[Relevé d'un jeu d'annotation par points]:

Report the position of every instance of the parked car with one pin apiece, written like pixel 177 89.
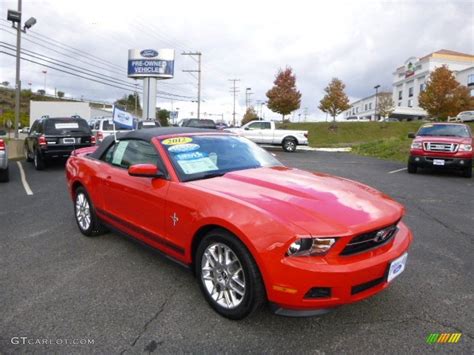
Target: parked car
pixel 442 145
pixel 252 230
pixel 147 124
pixel 104 127
pixel 265 132
pixel 4 172
pixel 466 116
pixel 55 138
pixel 198 123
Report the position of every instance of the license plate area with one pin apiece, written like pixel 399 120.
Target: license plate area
pixel 397 267
pixel 69 140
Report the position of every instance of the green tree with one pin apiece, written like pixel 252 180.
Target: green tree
pixel 250 115
pixel 444 96
pixel 284 97
pixel 335 101
pixel 163 117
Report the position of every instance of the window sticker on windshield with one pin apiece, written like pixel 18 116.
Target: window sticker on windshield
pixel 183 148
pixel 66 125
pixel 177 140
pixel 196 166
pixel 119 152
pixel 189 156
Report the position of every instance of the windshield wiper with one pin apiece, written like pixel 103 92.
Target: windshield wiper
pixel 211 175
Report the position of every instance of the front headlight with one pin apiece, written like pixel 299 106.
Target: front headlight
pixel 465 148
pixel 310 246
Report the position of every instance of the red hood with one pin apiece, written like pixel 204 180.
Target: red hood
pixel 458 140
pixel 321 204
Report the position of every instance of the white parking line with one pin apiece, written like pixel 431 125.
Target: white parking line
pixel 396 171
pixel 23 179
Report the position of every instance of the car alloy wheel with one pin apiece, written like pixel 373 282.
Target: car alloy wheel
pixel 289 145
pixel 222 275
pixel 83 211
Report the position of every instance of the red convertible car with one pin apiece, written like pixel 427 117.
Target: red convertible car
pixel 252 230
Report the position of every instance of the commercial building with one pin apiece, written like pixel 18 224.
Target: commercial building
pixel 409 80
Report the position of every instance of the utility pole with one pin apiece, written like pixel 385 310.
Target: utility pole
pixel 194 54
pixel 234 90
pixel 376 87
pixel 247 97
pixel 15 18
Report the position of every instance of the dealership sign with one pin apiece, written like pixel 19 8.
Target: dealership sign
pixel 151 63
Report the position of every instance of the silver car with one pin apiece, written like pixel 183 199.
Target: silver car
pixel 4 175
pixel 466 116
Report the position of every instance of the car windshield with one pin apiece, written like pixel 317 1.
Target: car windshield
pixel 444 130
pixel 207 156
pixel 67 126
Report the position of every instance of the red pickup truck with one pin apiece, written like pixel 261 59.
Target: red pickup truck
pixel 442 145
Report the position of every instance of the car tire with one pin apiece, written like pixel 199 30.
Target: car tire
pixel 237 281
pixel 4 175
pixel 38 161
pixel 412 168
pixel 84 213
pixel 289 145
pixel 27 154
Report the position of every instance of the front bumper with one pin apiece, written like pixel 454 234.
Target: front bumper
pixel 349 278
pixel 449 162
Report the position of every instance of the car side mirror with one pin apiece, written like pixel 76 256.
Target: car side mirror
pixel 145 170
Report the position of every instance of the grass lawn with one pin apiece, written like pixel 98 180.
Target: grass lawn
pixel 387 140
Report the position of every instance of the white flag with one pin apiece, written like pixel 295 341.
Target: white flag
pixel 122 118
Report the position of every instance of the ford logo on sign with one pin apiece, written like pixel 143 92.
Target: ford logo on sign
pixel 148 53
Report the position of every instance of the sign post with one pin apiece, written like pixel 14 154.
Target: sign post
pixel 150 65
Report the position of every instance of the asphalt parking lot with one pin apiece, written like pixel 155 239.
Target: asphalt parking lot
pixel 125 298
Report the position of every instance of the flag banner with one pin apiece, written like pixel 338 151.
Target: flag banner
pixel 122 118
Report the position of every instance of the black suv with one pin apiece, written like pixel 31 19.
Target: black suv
pixel 56 138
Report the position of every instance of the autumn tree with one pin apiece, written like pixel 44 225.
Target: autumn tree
pixel 284 97
pixel 250 115
pixel 444 96
pixel 335 101
pixel 385 105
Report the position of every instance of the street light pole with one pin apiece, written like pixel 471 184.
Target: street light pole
pixel 17 75
pixel 376 87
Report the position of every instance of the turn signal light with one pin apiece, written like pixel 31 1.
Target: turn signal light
pixel 42 140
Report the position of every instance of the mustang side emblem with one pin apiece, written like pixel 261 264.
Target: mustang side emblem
pixel 175 219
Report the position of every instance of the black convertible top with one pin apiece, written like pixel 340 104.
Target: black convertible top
pixel 148 135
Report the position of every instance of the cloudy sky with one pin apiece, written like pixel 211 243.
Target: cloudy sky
pixel 360 42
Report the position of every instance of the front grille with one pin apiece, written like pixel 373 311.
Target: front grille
pixel 366 285
pixel 440 147
pixel 370 240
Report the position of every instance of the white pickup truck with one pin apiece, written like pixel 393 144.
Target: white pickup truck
pixel 265 132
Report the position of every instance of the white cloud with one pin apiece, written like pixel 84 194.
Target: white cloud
pixel 361 42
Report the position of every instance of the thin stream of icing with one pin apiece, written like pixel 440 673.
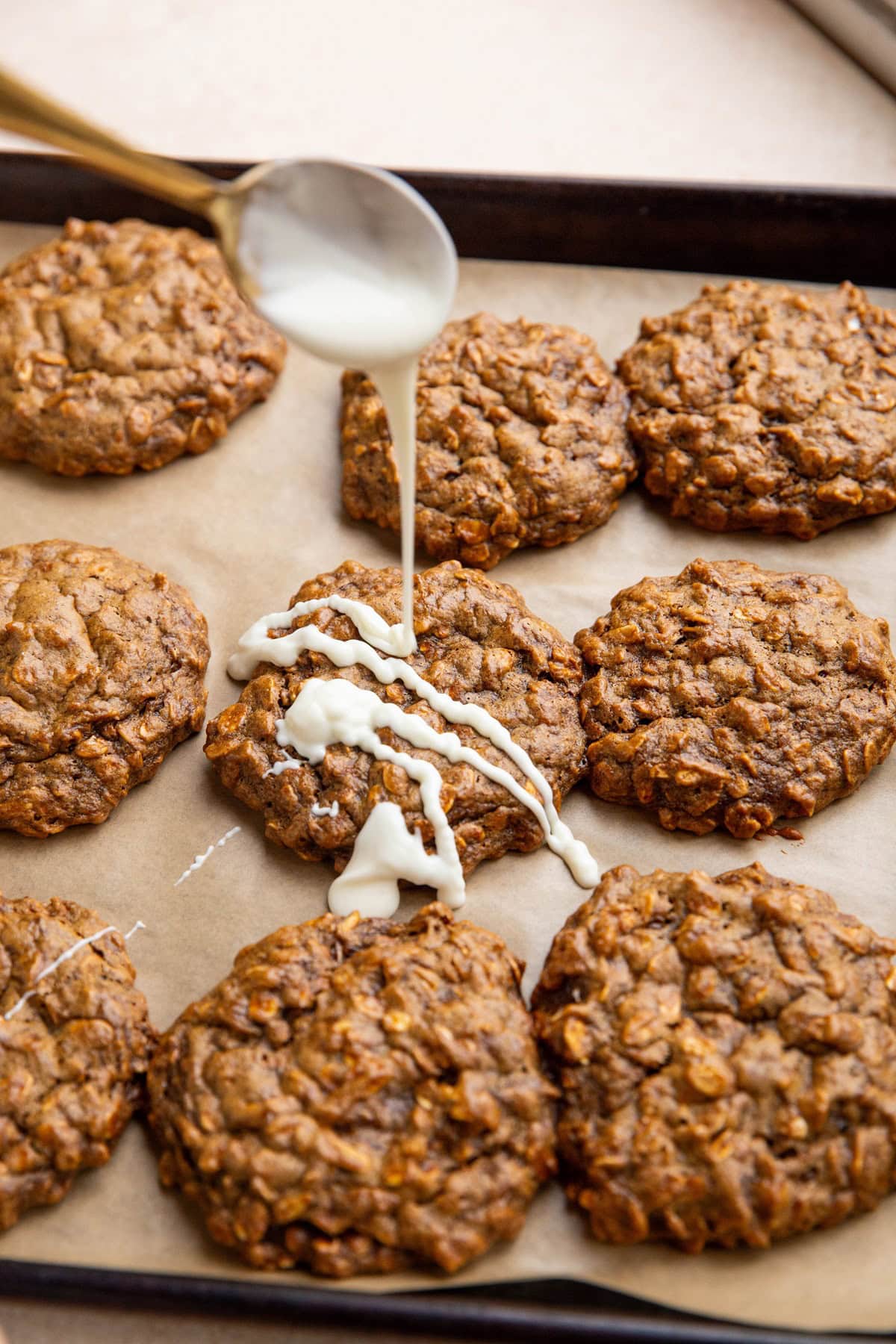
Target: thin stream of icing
pixel 396 385
pixel 66 956
pixel 316 808
pixel 200 858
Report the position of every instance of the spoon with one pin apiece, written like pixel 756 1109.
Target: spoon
pixel 349 261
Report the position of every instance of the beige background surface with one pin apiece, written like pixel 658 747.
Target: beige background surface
pixel 702 89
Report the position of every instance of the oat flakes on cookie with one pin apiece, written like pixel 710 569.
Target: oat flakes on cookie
pixel 74 1048
pixel 726 1053
pixel 759 406
pixel 731 697
pixel 358 1095
pixel 521 441
pixel 101 675
pixel 477 641
pixel 125 346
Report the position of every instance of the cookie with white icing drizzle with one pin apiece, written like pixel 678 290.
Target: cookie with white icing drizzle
pixel 477 644
pixel 74 1048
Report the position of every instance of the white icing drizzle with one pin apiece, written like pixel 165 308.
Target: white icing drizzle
pixel 326 712
pixel 200 858
pixel 66 956
pixel 383 853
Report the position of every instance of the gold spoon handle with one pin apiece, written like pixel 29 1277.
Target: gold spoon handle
pixel 30 113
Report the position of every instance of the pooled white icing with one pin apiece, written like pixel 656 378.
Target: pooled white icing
pixel 200 858
pixel 383 853
pixel 331 712
pixel 326 712
pixel 66 956
pixel 348 297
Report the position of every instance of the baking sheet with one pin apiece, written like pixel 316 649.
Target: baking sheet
pixel 242 527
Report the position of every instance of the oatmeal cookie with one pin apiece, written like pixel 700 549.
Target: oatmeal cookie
pixel 125 346
pixel 731 695
pixel 479 643
pixel 758 406
pixel 358 1095
pixel 101 675
pixel 74 1048
pixel 726 1050
pixel 521 441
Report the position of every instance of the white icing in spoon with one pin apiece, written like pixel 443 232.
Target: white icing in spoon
pixel 66 956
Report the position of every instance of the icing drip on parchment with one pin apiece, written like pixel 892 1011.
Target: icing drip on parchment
pixel 200 858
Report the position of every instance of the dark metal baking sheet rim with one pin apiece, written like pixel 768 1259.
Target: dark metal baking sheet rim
pixel 801 233
pixel 539 1310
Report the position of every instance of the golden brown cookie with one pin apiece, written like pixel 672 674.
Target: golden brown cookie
pixel 729 697
pixel 74 1048
pixel 477 641
pixel 101 675
pixel 521 441
pixel 358 1097
pixel 726 1053
pixel 761 406
pixel 125 346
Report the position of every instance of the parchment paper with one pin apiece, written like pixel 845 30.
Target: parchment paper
pixel 242 527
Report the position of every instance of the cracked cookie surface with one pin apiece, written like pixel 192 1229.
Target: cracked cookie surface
pixel 101 676
pixel 520 441
pixel 73 1057
pixel 358 1095
pixel 762 408
pixel 125 346
pixel 479 643
pixel 726 1051
pixel 731 697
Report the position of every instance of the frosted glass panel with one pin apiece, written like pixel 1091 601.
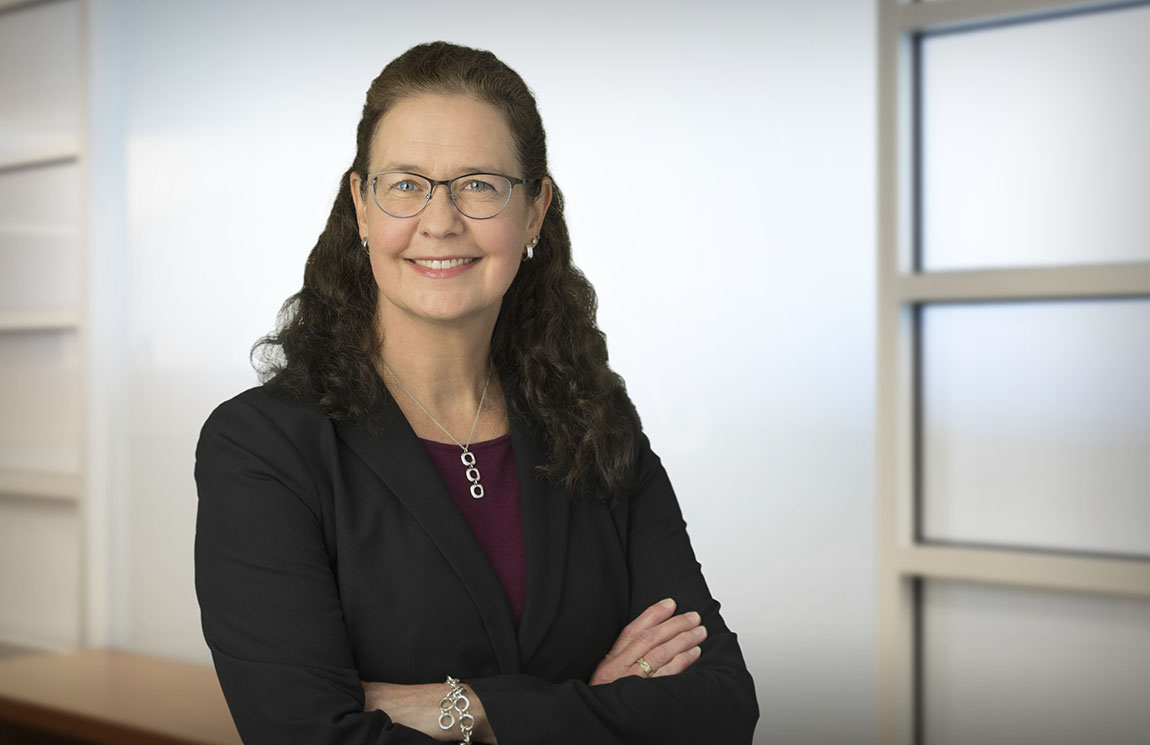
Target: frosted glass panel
pixel 1036 424
pixel 39 573
pixel 38 269
pixel 1027 668
pixel 39 401
pixel 1036 143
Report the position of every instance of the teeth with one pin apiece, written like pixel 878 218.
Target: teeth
pixel 435 263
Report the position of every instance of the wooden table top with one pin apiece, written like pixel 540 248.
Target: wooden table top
pixel 115 698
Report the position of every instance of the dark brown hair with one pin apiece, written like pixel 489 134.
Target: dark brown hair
pixel 550 354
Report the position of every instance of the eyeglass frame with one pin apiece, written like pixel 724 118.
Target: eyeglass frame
pixel 446 182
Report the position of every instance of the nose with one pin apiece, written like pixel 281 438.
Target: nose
pixel 439 217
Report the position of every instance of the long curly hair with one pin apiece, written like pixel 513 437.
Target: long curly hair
pixel 546 346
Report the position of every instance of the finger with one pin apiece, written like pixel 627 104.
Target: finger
pixel 680 662
pixel 660 655
pixel 649 619
pixel 646 643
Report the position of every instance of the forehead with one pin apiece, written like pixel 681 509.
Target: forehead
pixel 441 135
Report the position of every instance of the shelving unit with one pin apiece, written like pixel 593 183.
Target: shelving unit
pixel 43 331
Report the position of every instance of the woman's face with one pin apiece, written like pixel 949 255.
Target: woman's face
pixel 442 137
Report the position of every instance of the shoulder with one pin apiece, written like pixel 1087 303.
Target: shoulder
pixel 265 424
pixel 259 438
pixel 262 408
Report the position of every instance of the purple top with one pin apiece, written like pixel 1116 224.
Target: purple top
pixel 496 519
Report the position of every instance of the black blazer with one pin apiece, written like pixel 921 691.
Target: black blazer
pixel 327 555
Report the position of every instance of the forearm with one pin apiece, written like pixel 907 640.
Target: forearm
pixel 419 707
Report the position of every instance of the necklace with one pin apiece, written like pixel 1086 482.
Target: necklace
pixel 467 458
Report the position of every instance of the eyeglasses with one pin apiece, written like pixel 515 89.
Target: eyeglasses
pixel 475 196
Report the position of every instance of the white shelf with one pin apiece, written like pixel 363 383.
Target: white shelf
pixel 29 152
pixel 38 321
pixel 40 485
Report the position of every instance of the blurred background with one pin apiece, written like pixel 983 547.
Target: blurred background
pixel 849 350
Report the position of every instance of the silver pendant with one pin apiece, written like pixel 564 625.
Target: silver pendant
pixel 473 473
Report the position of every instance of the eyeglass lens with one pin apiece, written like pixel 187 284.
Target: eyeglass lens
pixel 478 196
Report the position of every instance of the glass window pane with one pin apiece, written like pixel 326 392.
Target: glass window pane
pixel 1019 666
pixel 1036 143
pixel 1036 424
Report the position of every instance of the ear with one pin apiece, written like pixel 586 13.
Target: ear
pixel 357 184
pixel 539 208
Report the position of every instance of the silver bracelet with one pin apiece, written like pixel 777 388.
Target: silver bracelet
pixel 457 703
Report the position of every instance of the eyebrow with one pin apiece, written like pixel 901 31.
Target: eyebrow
pixel 465 170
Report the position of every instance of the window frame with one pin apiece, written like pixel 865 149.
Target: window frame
pixel 903 561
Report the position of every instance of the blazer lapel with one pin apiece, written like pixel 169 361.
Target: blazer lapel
pixel 400 461
pixel 545 509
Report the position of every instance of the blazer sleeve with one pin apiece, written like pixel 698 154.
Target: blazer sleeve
pixel 711 701
pixel 268 596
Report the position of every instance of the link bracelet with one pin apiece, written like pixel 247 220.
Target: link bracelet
pixel 457 703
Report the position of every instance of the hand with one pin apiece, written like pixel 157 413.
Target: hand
pixel 668 643
pixel 418 707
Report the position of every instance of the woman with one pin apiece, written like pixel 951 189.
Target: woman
pixel 438 519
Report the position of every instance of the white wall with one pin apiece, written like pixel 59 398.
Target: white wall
pixel 744 327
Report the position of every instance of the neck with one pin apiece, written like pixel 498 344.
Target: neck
pixel 445 367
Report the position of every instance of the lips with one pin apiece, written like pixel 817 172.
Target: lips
pixel 441 263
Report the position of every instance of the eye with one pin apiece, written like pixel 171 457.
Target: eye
pixel 475 185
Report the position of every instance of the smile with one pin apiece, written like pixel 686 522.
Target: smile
pixel 437 263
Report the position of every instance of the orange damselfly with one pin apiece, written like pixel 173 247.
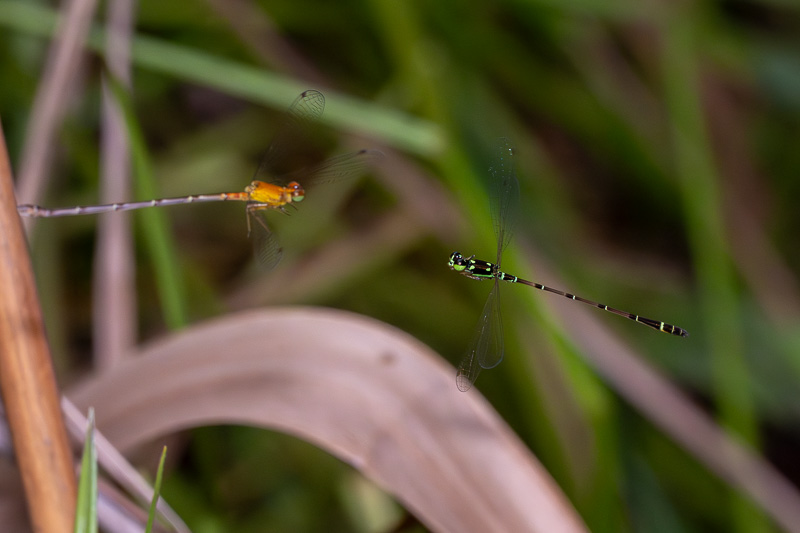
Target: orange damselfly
pixel 269 189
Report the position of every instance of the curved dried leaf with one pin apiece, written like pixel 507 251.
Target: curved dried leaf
pixel 365 392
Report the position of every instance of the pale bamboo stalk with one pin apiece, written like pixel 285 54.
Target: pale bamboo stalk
pixel 27 379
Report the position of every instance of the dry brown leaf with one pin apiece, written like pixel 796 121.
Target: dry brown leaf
pixel 364 391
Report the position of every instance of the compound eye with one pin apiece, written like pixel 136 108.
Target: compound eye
pixel 297 191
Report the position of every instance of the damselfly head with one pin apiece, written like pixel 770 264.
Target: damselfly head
pixel 296 191
pixel 457 262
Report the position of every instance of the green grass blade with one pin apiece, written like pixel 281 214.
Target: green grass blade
pixel 397 129
pixel 86 511
pixel 157 235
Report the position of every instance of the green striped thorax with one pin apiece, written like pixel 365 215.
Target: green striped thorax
pixel 471 267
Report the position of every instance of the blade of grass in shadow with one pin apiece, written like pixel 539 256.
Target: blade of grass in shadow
pixel 700 185
pixel 86 512
pixel 157 235
pixel 399 130
pixel 151 515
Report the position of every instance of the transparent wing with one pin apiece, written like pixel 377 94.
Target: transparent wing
pixel 266 247
pixel 337 168
pixel 292 134
pixel 504 195
pixel 486 348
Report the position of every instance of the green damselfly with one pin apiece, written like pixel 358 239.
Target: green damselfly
pixel 486 349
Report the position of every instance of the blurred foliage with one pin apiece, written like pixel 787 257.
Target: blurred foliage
pixel 655 140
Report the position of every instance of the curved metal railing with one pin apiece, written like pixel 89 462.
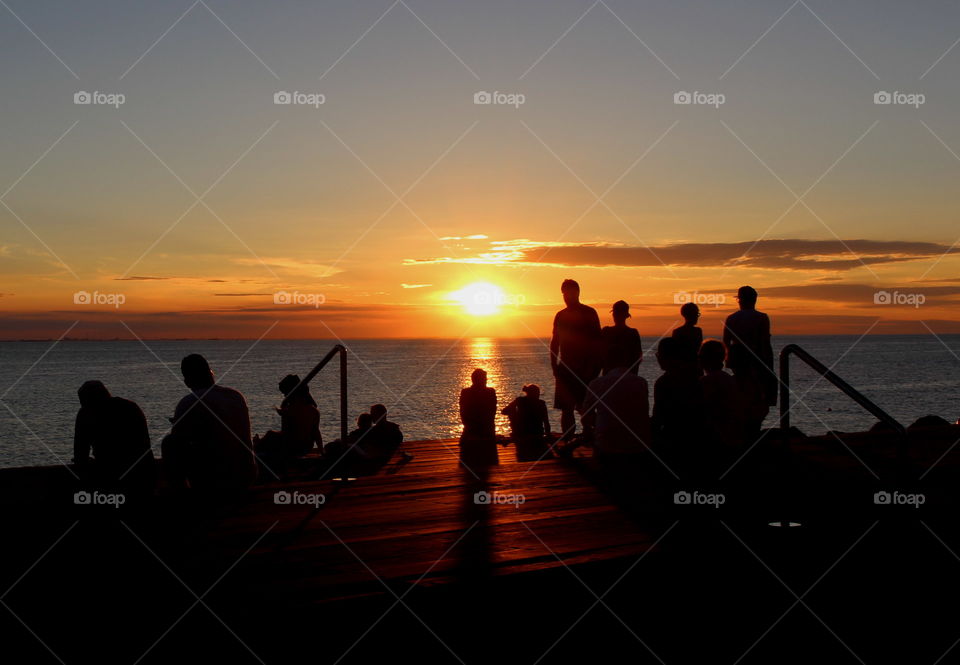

[Consigne]: Repérez dans le relevé toutes les lignes où figure la chaîne « wooden », puis recopiez-les.

[Corrigé]:
Report the position of every instance of the wooden table top with one pin apiece, written like pixel 540 248.
Target: wooden table top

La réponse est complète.